SET PROBLEM:
Change every occurrence of "single spaces" to "one space" in the data below and reproduce all of it with nothing else altered.

Items from a dataset
=-=-=
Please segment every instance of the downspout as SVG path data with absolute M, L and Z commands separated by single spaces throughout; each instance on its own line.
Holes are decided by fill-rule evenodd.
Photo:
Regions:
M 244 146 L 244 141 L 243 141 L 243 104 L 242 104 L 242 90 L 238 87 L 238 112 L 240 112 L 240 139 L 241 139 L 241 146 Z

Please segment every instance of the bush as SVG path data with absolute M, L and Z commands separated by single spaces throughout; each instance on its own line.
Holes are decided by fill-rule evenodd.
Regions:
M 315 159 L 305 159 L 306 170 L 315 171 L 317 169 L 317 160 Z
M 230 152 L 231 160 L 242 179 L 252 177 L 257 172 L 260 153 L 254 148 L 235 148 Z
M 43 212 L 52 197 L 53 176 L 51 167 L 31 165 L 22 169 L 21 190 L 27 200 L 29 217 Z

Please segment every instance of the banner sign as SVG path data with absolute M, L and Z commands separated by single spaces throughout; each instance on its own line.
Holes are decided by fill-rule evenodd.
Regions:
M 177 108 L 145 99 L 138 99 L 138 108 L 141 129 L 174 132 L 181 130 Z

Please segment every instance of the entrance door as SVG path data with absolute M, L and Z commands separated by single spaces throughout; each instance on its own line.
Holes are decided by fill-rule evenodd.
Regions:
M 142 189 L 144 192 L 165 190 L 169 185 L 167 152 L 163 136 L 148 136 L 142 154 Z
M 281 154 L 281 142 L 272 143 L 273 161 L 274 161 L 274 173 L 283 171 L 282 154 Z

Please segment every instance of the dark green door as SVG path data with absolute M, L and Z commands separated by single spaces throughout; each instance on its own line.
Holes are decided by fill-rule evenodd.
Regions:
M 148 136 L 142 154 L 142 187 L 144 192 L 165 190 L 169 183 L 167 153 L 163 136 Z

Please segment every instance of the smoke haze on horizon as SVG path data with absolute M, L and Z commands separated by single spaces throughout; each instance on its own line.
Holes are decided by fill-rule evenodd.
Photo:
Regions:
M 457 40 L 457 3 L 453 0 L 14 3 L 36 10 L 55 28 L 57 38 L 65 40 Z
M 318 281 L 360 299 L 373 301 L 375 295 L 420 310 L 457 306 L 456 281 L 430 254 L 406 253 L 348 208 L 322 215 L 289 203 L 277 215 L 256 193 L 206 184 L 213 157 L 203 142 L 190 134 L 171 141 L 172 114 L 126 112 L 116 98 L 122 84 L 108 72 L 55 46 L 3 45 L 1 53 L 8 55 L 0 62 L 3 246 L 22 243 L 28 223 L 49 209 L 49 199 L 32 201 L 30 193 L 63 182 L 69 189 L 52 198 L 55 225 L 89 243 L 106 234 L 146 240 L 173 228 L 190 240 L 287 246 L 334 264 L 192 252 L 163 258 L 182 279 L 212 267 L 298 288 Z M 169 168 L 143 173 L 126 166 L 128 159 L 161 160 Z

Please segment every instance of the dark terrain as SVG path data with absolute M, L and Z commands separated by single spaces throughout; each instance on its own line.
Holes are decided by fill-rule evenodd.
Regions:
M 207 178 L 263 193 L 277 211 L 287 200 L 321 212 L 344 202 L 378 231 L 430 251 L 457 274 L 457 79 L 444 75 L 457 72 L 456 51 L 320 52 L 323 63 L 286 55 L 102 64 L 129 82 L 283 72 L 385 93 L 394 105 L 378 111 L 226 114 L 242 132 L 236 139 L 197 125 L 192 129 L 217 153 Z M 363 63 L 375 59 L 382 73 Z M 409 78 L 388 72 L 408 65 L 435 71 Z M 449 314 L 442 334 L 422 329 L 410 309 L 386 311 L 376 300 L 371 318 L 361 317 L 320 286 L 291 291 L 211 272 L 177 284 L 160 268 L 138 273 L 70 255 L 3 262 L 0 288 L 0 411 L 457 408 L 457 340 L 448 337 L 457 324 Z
=-=-=
TASK SOLUTION:
Please segment every instance of the downspout as SVG path data with absolute M, L and Z commands separated by one space throughout; each instance on its own line.
Holes are decided by fill-rule evenodd.
Photo:
Regions:
M 244 146 L 244 141 L 243 141 L 243 104 L 242 104 L 242 90 L 238 87 L 238 112 L 240 112 L 240 139 L 241 139 L 241 146 Z

Please segment every instance of the bush as SVG path data with absolute M, L and Z commands separated by one space throughout; each instance on its own line.
Holes are decided by fill-rule evenodd.
Regions:
M 315 159 L 305 159 L 306 170 L 315 171 L 317 169 L 317 160 Z
M 230 152 L 231 160 L 242 179 L 252 177 L 257 172 L 260 153 L 254 148 L 235 148 Z
M 43 212 L 52 197 L 53 176 L 51 167 L 31 165 L 22 169 L 21 190 L 27 200 L 29 217 Z

Please segment every instance of the banner sign as SVG path data with absolute M, L and Z commands separated by one space throughout; each instance on its own line.
Holes are decided by fill-rule evenodd.
Regions:
M 177 108 L 145 99 L 138 99 L 138 108 L 141 129 L 174 132 L 181 130 Z

Please segment every instance of the entrance door as SVG path data with absolute M, L and Z commands separated by one space throughout; each instance on its own line.
Holes are decided by fill-rule evenodd.
Regions:
M 142 189 L 144 192 L 165 190 L 169 185 L 167 152 L 163 136 L 148 136 L 142 154 Z
M 281 154 L 281 142 L 272 143 L 273 161 L 274 161 L 274 173 L 283 171 L 282 154 Z

Please segment every instance of the dark green door as SVG path data with absolute M, L and Z commands separated by one space throughout; each instance on its own line.
Holes are decided by fill-rule evenodd.
Regions:
M 148 136 L 142 154 L 142 187 L 144 192 L 165 190 L 169 183 L 167 153 L 163 136 Z

Please segment every instance of the smoke haze on horizon as SVG path data with absolute M, L and Z commands separated by one space throughout; each instance on its own line.
Holes are decided by fill-rule evenodd.
Photo:
Regions:
M 457 40 L 457 3 L 453 0 L 14 3 L 36 10 L 55 28 L 57 38 L 65 40 Z
M 318 281 L 360 299 L 373 301 L 375 295 L 420 310 L 457 306 L 456 281 L 430 254 L 406 253 L 348 208 L 322 215 L 289 203 L 277 215 L 256 193 L 206 184 L 213 157 L 203 142 L 190 134 L 171 141 L 172 114 L 126 112 L 116 98 L 122 84 L 108 72 L 55 46 L 3 45 L 1 53 L 8 55 L 0 62 L 3 246 L 22 243 L 28 223 L 49 209 L 49 199 L 32 201 L 30 193 L 63 182 L 69 189 L 52 198 L 55 225 L 89 243 L 106 234 L 146 240 L 173 228 L 190 240 L 287 246 L 334 264 L 192 252 L 163 258 L 182 279 L 212 267 L 298 288 Z M 169 168 L 143 173 L 126 166 L 128 159 L 161 160 Z

Please segment every instance of the dark terrain as SVG path data with absolute M, L and Z commands separated by one space throughout; each instance on its own line.
Holes are decided by fill-rule evenodd.
Regions:
M 207 178 L 263 193 L 277 211 L 287 200 L 321 212 L 344 202 L 378 231 L 430 251 L 457 274 L 457 79 L 444 75 L 457 72 L 456 51 L 320 52 L 323 63 L 286 55 L 102 64 L 129 82 L 283 72 L 385 93 L 394 105 L 378 111 L 226 114 L 242 132 L 236 139 L 197 125 L 192 129 L 217 153 Z M 363 63 L 375 59 L 382 73 Z M 409 78 L 388 72 L 408 65 L 435 71 Z M 449 314 L 442 334 L 422 329 L 410 309 L 386 311 L 376 300 L 371 318 L 361 317 L 320 286 L 291 291 L 211 272 L 177 284 L 160 268 L 138 273 L 70 255 L 3 262 L 0 288 L 0 411 L 457 408 L 457 340 L 448 337 L 457 324 Z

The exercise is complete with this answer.